**Lesetext**:
Leuchtturmpreisträger 2009: Reporterpool von NDR Info
Laudator: Georg Mascolo, Spiegel-Chefredakteur

Ich bedanke mich für die Gelegenheit, hier heute die Laudatio auf die diesjährigen Preisträger des „Leuchtturms” halten zu dürfen.

Das gibt mir Gelegenheit, ein paar Dinge loszuwerden, die mir besonders am Herzen liegen. Allzu lange, das kann ich Ihnen versprechen, wird es nicht dauern. 2:30 sind im Radiojournalismus bekanntlich das Maß der Dinge. Ich werde mir erlauben, die Zeit zu verdoppeln.
Zu ehren habe ich heute die Journalisten des NDR-Reporterpools, die seit vier Jahren für den Hörfunk im Norden arbeiten.

Sechs fest angestellte Redakteure und eine Anzahl freier Mitarbeiter gehören dem Pool an. Die Freien werden, um umfassend recherchieren zu können, pauschal und nicht per Beitrag bezahlt. Das ist ungewöhnlich, aber gerecht, notwendig und vernünftig. Denn allzu häufig werden noch immer jene Journalisten finanziell belohnt, die ganz bequem Pressemitteilungen umformulieren und – wenn überhaupt – dazu noch schnell die Stimmen von Betroffenen einholen. Damit lassen sich auch Sendeminuten füllen ohne großen Aufwand, aber dennoch gut bezahlt. Deshalb ist es so wichtig, dass all die Journalisten ermuntert werden, die abseits des Mainstreams, abseits der lancierten Meldungen, abseits der Wünsche von PR-Leuten eigene Themen suchen, Zusammenhänge finden und den Hörer mit eigenen Geschichten überraschen.

**Aufgaben**:
1: Schreiben Sie aus der Laudatio den Abschnitt ab, der mit den Worten „Ich bedanke mich“ beginnt und nach den Worten „Zeit zu verdoppeln.“ endet.
2: Zählen Sie alle mit „abseits“ gebildeten Wendungen auf, die in der Laudatio angeben, wo die zu ermunternden Journalisten eigene Themen suchen.
3: Führen Sie die Laudatio auf den NDR-Reporterpool im Anschluss an ihren letzten Satz weiter.

**Einträge, entnommen aus einer Sammlung**:
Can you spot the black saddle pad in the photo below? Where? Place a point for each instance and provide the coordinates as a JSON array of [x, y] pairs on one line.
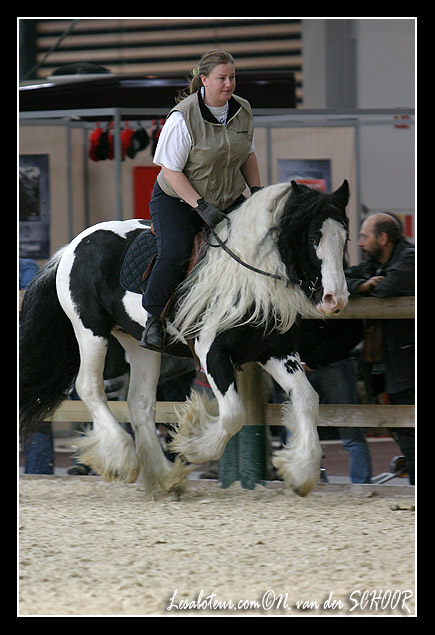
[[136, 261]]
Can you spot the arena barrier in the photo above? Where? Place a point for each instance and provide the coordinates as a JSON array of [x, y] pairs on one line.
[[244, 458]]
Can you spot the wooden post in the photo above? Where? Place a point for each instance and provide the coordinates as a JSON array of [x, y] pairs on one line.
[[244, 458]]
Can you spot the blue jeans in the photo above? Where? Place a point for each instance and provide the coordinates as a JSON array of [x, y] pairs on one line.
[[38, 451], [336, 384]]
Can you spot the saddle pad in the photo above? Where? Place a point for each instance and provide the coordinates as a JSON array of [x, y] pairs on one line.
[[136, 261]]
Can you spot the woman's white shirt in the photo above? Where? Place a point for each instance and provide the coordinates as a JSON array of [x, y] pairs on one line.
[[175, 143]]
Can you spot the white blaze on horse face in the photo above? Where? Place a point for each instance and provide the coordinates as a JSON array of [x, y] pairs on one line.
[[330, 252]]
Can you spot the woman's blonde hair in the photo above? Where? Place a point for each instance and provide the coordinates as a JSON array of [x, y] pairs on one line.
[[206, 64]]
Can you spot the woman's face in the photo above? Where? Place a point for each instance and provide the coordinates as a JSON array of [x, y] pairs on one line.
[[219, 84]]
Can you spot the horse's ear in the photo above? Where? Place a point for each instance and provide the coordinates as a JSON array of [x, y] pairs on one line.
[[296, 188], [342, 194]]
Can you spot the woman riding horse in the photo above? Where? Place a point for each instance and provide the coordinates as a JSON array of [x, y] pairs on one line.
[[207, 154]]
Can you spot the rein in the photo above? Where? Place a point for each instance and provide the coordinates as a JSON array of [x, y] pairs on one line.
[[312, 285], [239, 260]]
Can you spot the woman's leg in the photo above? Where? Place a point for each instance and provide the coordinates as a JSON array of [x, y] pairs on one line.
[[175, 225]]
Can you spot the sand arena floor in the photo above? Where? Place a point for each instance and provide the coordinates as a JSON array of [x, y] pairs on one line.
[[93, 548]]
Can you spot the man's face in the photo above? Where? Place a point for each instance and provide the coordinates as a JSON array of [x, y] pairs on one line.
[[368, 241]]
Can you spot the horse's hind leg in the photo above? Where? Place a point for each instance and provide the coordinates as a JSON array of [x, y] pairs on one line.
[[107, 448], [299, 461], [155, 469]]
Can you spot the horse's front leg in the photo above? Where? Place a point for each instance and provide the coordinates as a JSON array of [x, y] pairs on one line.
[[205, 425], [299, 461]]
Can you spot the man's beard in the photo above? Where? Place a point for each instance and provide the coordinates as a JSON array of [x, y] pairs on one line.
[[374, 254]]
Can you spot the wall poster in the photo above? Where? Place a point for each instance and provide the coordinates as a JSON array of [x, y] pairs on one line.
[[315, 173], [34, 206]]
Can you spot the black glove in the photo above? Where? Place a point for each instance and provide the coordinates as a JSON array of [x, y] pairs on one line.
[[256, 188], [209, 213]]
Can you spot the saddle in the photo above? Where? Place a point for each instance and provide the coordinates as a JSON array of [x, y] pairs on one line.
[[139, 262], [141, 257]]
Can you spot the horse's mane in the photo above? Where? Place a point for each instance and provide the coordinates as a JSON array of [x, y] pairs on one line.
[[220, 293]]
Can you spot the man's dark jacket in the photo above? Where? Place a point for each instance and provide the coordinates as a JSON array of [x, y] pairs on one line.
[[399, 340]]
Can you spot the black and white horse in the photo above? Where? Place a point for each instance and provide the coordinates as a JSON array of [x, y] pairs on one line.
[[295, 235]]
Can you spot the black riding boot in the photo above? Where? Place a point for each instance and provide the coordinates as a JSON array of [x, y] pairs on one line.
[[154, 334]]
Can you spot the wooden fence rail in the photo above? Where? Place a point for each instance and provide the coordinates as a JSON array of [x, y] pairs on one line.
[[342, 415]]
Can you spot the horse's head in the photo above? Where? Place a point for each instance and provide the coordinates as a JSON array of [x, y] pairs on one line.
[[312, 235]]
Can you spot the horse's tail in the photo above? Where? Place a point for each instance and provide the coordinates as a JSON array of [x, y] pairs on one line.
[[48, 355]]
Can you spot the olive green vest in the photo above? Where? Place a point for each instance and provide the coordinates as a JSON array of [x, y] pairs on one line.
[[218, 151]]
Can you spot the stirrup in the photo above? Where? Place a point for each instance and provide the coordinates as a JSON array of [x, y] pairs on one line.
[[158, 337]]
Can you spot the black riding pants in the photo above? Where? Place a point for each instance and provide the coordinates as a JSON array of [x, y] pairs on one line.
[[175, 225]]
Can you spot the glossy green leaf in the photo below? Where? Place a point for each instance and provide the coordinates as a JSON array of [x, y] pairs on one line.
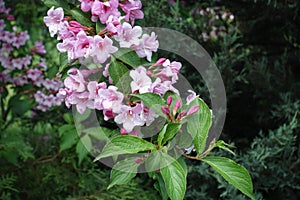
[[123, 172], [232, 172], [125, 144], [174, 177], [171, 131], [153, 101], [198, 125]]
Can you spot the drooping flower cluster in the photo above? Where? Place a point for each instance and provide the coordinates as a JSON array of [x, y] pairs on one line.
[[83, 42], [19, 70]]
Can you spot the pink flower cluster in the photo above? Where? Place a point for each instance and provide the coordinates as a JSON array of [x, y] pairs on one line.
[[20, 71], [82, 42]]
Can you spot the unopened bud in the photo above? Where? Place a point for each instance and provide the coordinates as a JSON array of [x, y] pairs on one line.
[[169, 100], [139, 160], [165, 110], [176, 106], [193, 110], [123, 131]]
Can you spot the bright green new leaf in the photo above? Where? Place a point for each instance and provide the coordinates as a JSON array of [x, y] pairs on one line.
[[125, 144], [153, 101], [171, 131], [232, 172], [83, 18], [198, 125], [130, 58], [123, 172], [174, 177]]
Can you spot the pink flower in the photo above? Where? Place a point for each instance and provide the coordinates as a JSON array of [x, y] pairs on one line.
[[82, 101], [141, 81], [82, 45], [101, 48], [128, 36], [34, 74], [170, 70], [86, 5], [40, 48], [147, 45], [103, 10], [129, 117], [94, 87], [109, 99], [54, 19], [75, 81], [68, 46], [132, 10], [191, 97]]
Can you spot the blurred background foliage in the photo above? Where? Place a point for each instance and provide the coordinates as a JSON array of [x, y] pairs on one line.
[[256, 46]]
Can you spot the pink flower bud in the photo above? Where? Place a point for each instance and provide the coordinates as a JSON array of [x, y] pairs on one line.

**Lösungen**:
1:
Ich bedanke mich für die Gelegenheit, hier heute die Laudatio auf die diesjährigen Preisträger des „Leuchtturms” halten zu dürfen.

Das gibt mir Gelegenheit, ein paar Dinge loszuwerden, die mir besonders am Herzen liegen. Allzu lange, das kann ich Ihnen versprechen, wird es nicht dauern. 2:30 sind im Radiojournalismus bekanntlich das Maß der Dinge. Ich werde mir erlauben, die Zeit zu verdoppeln.

2:
abseits des Mainstreams
abseits der lancierten Meldungen
abseits der Wünsche von PR-Leuten

3:
Das tut der Reporterpool und deshalb hat er sich diese Auszeichnung verdient. Die Recherchen über Waffenhandel in Afghanistan, rechtsextremistische Umtriebe in Norddeutschland, Bluttests bei Firmen oder Skandale der HSH Nordbank haben bundesweit Schlagzeilen gemacht.

Als Hörer des Programms war ich häufig gefesselt von diesen Geschichten. Als Chefredakteur habe ich mehr als einmal gedacht: Warum haben wir das eigentlich nicht? Herzlichen Glückwunsch also, liebe Kollegen, seien Sie stolz auf Ihre Arbeit. Ich bin es.

Damit könnte ich zum versprochenen schnellen Ende kommen, wenn es nicht noch eine weitere Gratulation vorzunehmen gäbe. Und auch eine Ermahnung auszusprechen.

Die Ehrung geht an den Norddeutschen Rundfunk, der Mut und Weitblick besessen hat, etwas Ungewöhnliches zu wagen. Journalisten einfach machen zu lassen, ohne sie per Organigramm und Stellenausschreibung in ein von Redaktionsmanagern erdachtes Format zu pressen. Herausgekommen sind übrigens mehr – vor allem aber bessere Beiträge. Wenn es doch nur immer so vernünftig im öffentlich-rechtlichen System zugehen würde …

Die Ermahnung gilt unserem Berufsstand. Ein Reporterpool wie jener des NDR gehörte bislang in diesem Land nicht automatisch zu den Favoriten einer Auszeichnung wie dem Leuchtturm. So erinnert uns der Erfolg der diesjährigen Preisträger an unsere ureigenste Aufgabe.

Der Journalist muss neugierig, er muss gründlich und ehrgeizig sein.

Er darf die wahre Aufgabe seines Berufes nicht vernachlässigen – und das ist, den Dingen auf den Grund zu gehen. Wir bekommen unser Geld für unsere Neugierde.

Ja, manchmal mag es an Zeit fehlen. Aber zu oft ist es auch nur Bequemlichkeit. Wahrscheinlich ist das der Grund, warum heute so gern vom „investigativen Journalismus” geschwärmt wird, ein Begriff der inzwischen so inflationär genutzt wird, dass damit auch schon ein zweites Telefonat gemeint sein könnte.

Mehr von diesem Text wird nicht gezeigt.